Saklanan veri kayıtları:
* * *

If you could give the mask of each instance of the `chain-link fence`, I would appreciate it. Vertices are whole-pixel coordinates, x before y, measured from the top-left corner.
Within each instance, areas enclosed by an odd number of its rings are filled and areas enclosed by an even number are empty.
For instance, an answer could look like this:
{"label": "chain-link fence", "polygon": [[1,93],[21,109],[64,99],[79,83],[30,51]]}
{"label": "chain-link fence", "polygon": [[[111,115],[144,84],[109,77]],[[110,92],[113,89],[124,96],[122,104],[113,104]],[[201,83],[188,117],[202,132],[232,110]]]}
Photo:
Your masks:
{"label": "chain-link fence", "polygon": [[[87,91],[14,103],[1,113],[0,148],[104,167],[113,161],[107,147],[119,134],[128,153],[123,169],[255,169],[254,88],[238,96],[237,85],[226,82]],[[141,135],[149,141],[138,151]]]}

* * *

Verilen görev
Yukarıdaki listenin tamamını hiçbir değişiklik yapmadan satır satır yeniden yazın.

Alıştırmanın cevabı
If you could give the mask of each instance of the `chain-link fence`, I would appreciate it. Vertices are whole-pixel coordinates, x before y, measured from the top-left corner.
Within each instance, areas enclosed by an odd number of its rings are filled and areas enclosed by an even number are empty.
For instance, an answer could look like this:
{"label": "chain-link fence", "polygon": [[1,93],[21,109],[64,99],[79,83],[30,51]]}
{"label": "chain-link fence", "polygon": [[[111,115],[144,84],[109,77]],[[110,92],[113,89],[124,96],[122,104],[113,104]],[[201,83],[188,117],[202,132],[232,110]]]}
Photo:
Your masks:
{"label": "chain-link fence", "polygon": [[[87,91],[14,103],[1,113],[0,148],[104,167],[113,161],[107,147],[119,134],[128,153],[123,169],[255,169],[254,88],[238,96],[237,85],[226,82]],[[141,135],[149,141],[138,151]]]}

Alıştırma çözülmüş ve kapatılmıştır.